## [Pasaje citado]
++++++++++++++++++++

El segundo caso no es mejor. Un cobarde como este director fue el propio Poncio Pilato que decidió que su “zona de comodidad” no iba a verse alterada por la muerte de un inocente llamado Jesús. Es cierto que Pilato intentó en algún momento salvarlo, pero, al fin y a la postre, entre su tranquilidad alterada o la muerte de un inocente empujado al patíbulo por las calumnias de los que lo aborrecían y envidiaban, el romano escogió lo que algunos llamarían su “área de confort”. Todos sabemos que se lavó las manos, pero ese gesto hipócrita no limpió la sangre de la que era corresponsable.
Podría señalar que el protagonista de la primera historia es un personaje que se ha visto descubierto más de una vez – en cierta ocasión, se dedicó incluso a defender en público la dictadura terrible que padece Venezuela – y que la entidad que rige, en otro tiempo floreciente, se halla ahora al borde de la quiebra a pesar de haberse desprendido de más de un inmueble. También podría indicar que el futuro del segundo personaje posiblemente no va a ser más brillante. Sin embargo, ambas cuestiones son relativamente secundarias. Lo terrible es la extensión de ese pecado de cobardía que es la garantía primera y directa de que el mal causará estragos en millones de vidas. Esa cobardía que no quiere buscarse complicaciones, que no desea perder amigos, que odia no tener influencias, que ansía mantener lo poco o mucho ganado en términos materiales, que, a fin de cuentas, pretende complacer a los hombres antes que a Dios es el verdadero cáncer de la sociedad en la que vivimos y la que explica fenómenos tan horribles como el Holocausto. Es también la peor plaga que a día de hoy afecta al cuerpo de Cristo. Si hay algo de lo que, con seguridad, me sentiré satisfecho al concluir el año será de haber mencionado este texto en docenas de ocasiones.

++++++++++++++++++++

## [Partes del ejercicio]
1) Según el pasaje citado sobre la cobardía, ¿qué gesto de Pilato no limpió la sangre de la que era corresponsable?
2) Continúa el pasaje citado sobre la cobardía a partir de su última oración.

++++++++++++++++++++

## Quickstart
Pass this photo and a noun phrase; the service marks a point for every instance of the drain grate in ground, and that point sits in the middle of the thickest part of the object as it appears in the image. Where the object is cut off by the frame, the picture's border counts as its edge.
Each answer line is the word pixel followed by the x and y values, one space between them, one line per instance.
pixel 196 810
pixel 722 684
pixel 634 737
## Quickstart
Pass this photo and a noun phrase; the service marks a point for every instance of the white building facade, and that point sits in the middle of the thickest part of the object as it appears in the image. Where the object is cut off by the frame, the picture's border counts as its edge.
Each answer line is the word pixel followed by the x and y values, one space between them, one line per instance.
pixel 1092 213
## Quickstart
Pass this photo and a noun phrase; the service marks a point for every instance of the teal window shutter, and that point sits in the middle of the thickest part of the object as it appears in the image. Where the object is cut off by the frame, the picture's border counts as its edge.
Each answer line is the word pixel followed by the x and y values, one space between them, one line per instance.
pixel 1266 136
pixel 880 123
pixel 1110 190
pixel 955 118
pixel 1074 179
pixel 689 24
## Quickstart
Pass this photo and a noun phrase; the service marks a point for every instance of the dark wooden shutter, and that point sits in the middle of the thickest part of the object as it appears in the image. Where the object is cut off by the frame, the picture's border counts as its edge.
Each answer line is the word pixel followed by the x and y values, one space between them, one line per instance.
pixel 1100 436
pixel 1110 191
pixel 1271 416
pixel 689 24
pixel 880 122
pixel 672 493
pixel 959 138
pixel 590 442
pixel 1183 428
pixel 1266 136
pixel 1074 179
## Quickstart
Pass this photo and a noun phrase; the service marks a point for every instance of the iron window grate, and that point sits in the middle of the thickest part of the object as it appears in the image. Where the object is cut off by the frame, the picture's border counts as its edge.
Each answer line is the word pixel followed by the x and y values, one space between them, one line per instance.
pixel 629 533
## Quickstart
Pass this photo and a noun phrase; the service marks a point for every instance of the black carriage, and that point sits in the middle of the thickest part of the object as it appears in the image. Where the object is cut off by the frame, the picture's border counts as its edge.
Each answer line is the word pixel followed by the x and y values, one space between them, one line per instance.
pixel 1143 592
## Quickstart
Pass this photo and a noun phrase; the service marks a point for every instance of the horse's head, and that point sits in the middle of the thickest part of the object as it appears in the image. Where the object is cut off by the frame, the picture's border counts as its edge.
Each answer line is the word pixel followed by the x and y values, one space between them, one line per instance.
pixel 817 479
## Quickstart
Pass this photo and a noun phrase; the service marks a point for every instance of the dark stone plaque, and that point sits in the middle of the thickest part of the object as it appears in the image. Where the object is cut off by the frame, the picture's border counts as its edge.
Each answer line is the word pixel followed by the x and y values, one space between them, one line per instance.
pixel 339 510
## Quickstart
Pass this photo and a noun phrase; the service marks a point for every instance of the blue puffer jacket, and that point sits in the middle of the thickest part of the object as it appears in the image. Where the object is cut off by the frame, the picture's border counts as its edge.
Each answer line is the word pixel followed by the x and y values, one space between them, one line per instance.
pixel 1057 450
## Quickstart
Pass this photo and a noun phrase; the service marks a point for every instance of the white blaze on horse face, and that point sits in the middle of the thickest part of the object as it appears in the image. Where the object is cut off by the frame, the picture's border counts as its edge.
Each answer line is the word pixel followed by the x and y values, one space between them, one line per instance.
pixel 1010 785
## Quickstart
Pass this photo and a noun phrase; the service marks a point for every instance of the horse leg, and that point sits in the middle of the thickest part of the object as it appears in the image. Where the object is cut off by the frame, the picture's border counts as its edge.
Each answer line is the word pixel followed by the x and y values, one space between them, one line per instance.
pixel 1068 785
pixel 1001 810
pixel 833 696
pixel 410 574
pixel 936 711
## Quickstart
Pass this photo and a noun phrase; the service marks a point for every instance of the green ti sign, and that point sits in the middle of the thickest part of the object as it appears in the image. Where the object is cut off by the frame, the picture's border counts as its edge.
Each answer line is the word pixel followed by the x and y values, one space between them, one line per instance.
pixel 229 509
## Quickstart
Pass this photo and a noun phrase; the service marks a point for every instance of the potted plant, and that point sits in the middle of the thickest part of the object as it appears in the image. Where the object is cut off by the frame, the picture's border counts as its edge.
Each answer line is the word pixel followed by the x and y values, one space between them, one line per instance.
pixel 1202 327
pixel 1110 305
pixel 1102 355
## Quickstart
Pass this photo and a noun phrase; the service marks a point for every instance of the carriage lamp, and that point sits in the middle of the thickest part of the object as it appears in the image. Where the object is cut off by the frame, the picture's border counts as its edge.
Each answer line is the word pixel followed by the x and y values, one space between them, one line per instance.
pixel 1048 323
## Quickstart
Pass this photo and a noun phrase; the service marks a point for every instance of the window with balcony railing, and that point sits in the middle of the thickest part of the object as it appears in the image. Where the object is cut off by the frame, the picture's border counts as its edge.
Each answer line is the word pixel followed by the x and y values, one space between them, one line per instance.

++++++++++++++++++++

## [Resultados por tarea]
1) Se lavó las manos.

2)
Les hablaba, sin embargo, de un segundo texto que también soy consciente de haber citado con profusión. Se halla en el testamento del apóstol Pablo, la segunda carta a Timoteo (3: 12), donde afirma que todos los que quieran vivir piadosamente en Cristo Jesús padecerán persecución. En contra de lo que muchos predicadores gustan de ofrecer, los que sigan a Jesús no pueden dar por seguras ni una salud de hierro, ni una cuenta corriente creciente ni el aplauso del prójimo, pero sí pueden estar seguros de que TODOS – no el diez por ciento, la mitad o una tercera parte – de los que quieran vivir piadosamente en Cristo Jesús padecerán persecución. Sería demasiado largo de contar el narrar ahora cómo se manifiesta esa persecución y no voy a detenerme en ello. Sin embargo, sí deseo decir que los que pasen por esa situación no deberían sentirse desanimados si se aferran a la Biblia – es lo que señala Pablo a Timoteo unos versículos más abajo – y si recuerdan otro de los pasajes que he repetido vez tras vez este año, aquel que afirma que hay que buscar primero el Reino de Dios y su justicia y todo lo demás será añadido (Mateo 6: 33).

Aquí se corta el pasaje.